The next panel addressed State and Local issues of commercial space regulation. It consisted of Leonard David, Space Journalist, Space.com, Space News, AIAA Aerospace America; Milton “Skip” Smith, Sherman & Howard L.L.C.; Rachael Yates, Partner, Holland and Hart LLP; and was moderated by James A. Vedda.

David’s introductory comments focused on the changing face of space commerce activities. He noted the rise of wealthy investors in the area. He said that this changed the atmosphere for commercial space by changing the nature of investments that are being made in space. He also stated that this changed the business by shifting emphasis to media attention and also changing the speed of developments due to competition. He said that regulations should be adopted that would not stifle innovation and development, but that these regulations should still address risk, especially to third parties. He then moved to a discussion of how developments such as Spaceport America positively affects local economies.

Yates’ comments focused on what happens, in light of liability, when a commercial spacecraft crashes. She focused on liability waivers at the state level and who those waivers protect. She stated that state laws that protect a broader group of people will better encourage space commerce. She then gave analysis of the four state liability laws (Virginia, Florida, New Mexico, Texas). She stated that the language that these laws use may leave companies open to litigation by allowing litigants to recover for certain types of damages not covered under the law. She also discussed that the informed consent requirements differ from state to state, as well as the entities bound by the laws. She concluded the analysis, by noting the exception to protection granted to space flight providers. She then addressed the Enomoto v. Space Adventures case. In which a space tourist sued Space Adventures for brach of contract. In the case, Enomoto paid Space Adventures for a trip to the ISS, but was disqualified for health reasons. She stated that the case appeared to have settled. She noted that in this case there was a choice of law provision. This is important when discussing liability laws, and space flight providers should be aware of this when contracting.

== BRIEF 1 ==
Recast the part of the records that opens with the line containing "the wet asphalt" and runs through the end of the records as a numbered list, leaving out any blank lines.
The panel report on commercial space regulation has no connection to the records that come after it.

== DATA ENTRIES ==
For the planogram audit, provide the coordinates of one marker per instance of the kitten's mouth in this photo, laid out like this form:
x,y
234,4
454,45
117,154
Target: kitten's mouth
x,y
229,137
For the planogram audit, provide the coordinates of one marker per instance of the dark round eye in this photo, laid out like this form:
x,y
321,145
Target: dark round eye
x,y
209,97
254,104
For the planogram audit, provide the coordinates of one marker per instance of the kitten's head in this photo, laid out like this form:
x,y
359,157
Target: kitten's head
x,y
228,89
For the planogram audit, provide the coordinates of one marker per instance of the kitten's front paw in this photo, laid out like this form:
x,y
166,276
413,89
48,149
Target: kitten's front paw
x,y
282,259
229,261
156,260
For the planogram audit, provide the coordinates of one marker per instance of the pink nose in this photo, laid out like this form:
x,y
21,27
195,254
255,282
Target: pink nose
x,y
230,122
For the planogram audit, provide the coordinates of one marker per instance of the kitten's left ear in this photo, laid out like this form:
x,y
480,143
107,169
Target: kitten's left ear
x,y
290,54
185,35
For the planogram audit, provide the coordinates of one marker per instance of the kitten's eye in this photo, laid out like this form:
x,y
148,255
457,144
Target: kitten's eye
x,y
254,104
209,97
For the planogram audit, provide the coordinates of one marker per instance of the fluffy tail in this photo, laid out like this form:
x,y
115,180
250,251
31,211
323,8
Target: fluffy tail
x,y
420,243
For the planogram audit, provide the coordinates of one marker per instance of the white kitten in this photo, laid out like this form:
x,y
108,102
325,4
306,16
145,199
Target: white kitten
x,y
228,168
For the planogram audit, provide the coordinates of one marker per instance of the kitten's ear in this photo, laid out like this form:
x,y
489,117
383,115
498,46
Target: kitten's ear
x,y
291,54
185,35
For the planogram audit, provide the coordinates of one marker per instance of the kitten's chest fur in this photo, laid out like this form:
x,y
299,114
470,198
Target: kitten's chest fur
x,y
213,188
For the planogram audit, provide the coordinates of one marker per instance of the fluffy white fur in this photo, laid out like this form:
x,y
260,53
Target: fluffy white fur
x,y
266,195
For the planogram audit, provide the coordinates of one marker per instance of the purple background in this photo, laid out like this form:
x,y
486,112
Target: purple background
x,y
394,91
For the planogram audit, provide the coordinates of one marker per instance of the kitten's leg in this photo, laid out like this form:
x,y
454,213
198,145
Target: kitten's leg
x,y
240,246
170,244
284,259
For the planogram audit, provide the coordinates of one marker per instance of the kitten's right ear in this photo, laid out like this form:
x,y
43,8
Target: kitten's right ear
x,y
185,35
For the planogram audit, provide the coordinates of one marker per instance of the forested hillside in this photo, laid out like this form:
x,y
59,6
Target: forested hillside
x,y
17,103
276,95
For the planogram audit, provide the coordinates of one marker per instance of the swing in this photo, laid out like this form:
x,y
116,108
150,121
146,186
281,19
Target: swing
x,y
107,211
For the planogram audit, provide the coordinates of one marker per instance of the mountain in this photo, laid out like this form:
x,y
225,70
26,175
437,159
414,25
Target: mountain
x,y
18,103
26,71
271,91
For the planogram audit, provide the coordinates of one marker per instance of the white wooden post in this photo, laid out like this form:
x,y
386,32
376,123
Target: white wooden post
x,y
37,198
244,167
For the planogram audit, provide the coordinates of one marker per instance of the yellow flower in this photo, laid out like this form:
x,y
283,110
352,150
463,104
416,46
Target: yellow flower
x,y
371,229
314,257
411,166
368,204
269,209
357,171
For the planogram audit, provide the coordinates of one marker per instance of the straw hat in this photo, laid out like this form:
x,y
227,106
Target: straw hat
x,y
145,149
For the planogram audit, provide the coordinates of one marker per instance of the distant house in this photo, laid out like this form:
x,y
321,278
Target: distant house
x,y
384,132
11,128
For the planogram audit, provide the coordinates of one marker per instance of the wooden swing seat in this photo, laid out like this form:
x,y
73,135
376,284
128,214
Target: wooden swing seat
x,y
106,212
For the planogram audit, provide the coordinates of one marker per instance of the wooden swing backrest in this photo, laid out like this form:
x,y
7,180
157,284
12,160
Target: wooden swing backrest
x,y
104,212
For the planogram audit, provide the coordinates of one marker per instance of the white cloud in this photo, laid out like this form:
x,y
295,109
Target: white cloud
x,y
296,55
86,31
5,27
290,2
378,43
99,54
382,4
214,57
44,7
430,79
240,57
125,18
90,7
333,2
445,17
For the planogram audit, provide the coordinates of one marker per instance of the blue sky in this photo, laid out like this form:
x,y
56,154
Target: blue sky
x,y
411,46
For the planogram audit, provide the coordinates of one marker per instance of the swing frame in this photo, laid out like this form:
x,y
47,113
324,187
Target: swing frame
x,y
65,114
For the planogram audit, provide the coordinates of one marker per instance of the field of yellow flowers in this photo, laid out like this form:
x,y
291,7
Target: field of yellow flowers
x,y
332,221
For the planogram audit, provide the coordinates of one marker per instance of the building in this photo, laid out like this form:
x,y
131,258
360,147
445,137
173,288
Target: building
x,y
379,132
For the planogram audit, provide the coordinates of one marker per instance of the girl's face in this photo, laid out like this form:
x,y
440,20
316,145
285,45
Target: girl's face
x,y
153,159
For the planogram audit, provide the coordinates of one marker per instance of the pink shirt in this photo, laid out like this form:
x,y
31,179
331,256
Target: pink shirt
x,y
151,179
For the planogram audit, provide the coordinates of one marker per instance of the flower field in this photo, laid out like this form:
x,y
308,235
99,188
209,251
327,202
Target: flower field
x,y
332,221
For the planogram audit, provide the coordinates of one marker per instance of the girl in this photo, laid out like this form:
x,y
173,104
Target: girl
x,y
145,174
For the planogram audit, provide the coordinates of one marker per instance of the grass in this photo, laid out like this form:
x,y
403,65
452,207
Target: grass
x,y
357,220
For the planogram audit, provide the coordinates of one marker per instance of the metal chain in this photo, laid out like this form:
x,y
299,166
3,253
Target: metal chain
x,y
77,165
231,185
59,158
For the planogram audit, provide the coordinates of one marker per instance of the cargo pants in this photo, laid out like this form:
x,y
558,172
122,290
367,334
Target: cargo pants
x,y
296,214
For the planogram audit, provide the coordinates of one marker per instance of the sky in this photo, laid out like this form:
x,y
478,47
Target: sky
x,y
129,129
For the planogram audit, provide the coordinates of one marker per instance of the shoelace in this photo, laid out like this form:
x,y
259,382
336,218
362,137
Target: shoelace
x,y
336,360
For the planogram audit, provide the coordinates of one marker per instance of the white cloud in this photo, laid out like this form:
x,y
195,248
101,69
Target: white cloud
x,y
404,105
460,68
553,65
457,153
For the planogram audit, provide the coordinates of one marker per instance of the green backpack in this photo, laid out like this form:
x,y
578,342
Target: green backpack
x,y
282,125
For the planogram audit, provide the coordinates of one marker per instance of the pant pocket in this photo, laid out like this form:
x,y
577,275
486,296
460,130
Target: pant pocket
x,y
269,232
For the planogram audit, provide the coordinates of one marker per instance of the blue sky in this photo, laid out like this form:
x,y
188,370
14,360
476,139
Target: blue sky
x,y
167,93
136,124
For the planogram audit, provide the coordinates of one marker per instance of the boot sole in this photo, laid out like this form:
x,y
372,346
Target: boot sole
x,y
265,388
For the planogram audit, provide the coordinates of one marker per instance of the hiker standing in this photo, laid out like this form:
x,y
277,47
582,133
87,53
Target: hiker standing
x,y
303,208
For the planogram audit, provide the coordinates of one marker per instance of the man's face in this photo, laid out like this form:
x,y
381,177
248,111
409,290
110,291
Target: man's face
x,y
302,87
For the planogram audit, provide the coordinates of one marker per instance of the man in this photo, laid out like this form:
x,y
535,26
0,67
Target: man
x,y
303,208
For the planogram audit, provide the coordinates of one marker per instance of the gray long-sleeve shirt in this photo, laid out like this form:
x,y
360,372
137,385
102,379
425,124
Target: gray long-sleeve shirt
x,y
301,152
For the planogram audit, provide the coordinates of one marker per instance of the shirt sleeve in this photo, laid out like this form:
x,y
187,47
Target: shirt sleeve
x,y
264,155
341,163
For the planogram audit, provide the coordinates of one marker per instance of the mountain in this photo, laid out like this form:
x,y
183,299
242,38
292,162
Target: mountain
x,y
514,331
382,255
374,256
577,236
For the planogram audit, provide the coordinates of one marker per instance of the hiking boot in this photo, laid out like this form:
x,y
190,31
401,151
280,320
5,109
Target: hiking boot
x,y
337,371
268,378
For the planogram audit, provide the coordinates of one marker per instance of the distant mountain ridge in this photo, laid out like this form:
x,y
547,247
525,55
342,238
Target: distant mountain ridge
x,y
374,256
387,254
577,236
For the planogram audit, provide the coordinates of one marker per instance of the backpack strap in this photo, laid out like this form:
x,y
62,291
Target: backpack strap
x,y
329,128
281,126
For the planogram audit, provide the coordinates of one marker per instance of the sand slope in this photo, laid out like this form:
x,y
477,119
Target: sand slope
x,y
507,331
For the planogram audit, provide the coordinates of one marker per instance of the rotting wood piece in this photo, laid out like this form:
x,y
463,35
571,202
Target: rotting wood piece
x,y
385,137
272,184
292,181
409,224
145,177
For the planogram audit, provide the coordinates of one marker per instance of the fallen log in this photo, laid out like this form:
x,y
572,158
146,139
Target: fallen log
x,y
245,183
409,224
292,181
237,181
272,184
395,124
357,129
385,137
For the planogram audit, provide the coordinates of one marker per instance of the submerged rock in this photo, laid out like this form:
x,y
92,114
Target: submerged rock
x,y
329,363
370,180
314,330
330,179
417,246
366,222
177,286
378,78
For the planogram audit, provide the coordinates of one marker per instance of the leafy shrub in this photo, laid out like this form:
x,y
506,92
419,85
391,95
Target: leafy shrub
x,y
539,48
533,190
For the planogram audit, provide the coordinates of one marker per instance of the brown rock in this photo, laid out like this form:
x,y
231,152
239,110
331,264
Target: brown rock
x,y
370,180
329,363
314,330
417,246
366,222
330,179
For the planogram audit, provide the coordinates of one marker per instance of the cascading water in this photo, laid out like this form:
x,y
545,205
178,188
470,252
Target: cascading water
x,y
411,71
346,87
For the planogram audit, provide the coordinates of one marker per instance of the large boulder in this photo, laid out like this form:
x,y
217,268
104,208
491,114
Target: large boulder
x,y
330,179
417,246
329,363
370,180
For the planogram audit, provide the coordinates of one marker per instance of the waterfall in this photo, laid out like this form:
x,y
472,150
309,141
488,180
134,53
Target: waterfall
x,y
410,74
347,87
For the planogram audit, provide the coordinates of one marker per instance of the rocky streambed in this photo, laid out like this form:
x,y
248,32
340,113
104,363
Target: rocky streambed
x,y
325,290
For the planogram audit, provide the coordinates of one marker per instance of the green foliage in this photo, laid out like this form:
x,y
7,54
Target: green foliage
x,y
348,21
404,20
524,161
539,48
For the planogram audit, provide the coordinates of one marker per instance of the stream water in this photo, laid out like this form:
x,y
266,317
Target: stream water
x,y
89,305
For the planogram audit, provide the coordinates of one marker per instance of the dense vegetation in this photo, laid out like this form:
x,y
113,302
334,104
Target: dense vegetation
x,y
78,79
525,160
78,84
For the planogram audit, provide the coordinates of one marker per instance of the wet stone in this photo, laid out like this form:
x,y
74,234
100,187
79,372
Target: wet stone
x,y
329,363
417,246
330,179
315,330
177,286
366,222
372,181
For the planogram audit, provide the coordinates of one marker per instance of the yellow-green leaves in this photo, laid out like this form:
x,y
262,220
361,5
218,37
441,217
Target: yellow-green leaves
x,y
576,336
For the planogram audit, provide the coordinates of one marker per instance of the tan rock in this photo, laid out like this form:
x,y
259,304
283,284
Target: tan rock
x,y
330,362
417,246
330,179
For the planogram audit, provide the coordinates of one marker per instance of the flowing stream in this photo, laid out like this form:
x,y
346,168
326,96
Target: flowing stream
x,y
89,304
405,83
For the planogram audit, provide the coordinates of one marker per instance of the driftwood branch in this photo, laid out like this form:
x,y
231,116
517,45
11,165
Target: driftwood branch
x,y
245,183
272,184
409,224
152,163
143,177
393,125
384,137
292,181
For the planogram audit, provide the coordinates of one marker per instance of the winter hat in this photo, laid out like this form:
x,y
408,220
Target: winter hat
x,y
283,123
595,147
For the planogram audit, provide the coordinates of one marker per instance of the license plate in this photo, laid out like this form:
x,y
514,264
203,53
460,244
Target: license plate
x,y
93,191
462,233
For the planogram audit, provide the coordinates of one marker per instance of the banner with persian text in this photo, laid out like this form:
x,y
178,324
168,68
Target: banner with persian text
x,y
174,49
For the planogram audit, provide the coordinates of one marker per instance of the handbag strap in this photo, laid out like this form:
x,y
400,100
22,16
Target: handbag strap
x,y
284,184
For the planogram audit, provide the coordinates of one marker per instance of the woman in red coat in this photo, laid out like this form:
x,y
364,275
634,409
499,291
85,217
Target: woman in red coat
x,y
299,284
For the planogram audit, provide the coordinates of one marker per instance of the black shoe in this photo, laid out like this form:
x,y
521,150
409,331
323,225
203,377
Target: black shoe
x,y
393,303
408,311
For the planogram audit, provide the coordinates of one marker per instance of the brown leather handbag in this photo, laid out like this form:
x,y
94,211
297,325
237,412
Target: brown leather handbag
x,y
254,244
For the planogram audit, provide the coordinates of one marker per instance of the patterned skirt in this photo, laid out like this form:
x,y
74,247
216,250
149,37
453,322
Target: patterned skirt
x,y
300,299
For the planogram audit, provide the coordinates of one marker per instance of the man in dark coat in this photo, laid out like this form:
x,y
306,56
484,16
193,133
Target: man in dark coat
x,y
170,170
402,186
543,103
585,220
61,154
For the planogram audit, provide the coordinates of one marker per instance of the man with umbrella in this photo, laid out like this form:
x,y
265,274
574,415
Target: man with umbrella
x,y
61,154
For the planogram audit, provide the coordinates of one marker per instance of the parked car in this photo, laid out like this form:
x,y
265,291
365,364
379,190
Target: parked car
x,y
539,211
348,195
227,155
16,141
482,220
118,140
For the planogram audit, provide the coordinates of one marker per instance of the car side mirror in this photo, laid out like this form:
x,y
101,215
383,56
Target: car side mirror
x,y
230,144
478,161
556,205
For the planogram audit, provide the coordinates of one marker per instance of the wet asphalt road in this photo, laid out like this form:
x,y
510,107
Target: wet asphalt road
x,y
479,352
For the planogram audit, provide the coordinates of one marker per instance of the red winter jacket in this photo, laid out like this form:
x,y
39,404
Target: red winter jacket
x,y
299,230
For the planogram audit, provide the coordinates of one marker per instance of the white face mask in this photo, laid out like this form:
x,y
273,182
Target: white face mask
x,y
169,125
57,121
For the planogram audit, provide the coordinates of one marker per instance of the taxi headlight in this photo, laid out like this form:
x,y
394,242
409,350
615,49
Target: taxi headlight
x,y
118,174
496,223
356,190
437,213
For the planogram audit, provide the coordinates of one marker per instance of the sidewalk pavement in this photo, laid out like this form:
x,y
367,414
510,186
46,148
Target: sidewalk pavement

== BRIEF 2 ==
In the panel report on commercial space regulation, name every state whose liability law Yates analyzed.

== REPLY 1 ==
1. For the planogram audit, provide the coordinates of one marker per instance of the wet asphalt road in this photo, laid out like this form:
2. x,y
3. 510,107
4. Target: wet asphalt road
5. x,y
6. 479,352
7. For the planogram audit, provide the coordinates of one marker per instance of the red winter jacket in this photo, laid out like this form:
8. x,y
9. 39,404
10. Target: red winter jacket
11. x,y
12. 299,230
13. For the planogram audit, provide the coordinates of one marker per instance of the white face mask in this photo, laid out like this form:
14. x,y
15. 273,182
16. Target: white face mask
17. x,y
18. 169,125
19. 57,121
20. For the planogram audit, provide the coordinates of one marker per instance of the taxi headlight in this photo, laid out like this form:
21. x,y
22. 394,242
23. 409,350
24. 615,49
25. Target: taxi headlight
26. x,y
27. 118,174
28. 496,223
29. 356,190
30. 437,213
31. For the planogram audit, provide the coordinates of one marker per instance of the sidewalk pavement in this photo, laid out like this form:
32. x,y
33. 367,414
34. 510,186
35. 46,148
36. Target: sidewalk pavement

== REPLY 2 ==
Virginia, Florida, New Mexico, Texas